=== Goal ===
Rewrite the lines below, swapping each "van" for "minibus" and leaving everything else as it is.

=== Excerpts from a point labeling dataset ===

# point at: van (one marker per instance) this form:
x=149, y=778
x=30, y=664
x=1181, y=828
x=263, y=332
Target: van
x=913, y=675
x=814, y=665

=== Solution ===
# point at: minibus (one marker per instance) this form:
x=149, y=778
x=30, y=664
x=1181, y=828
x=263, y=332
Target: minibus
x=913, y=675
x=814, y=665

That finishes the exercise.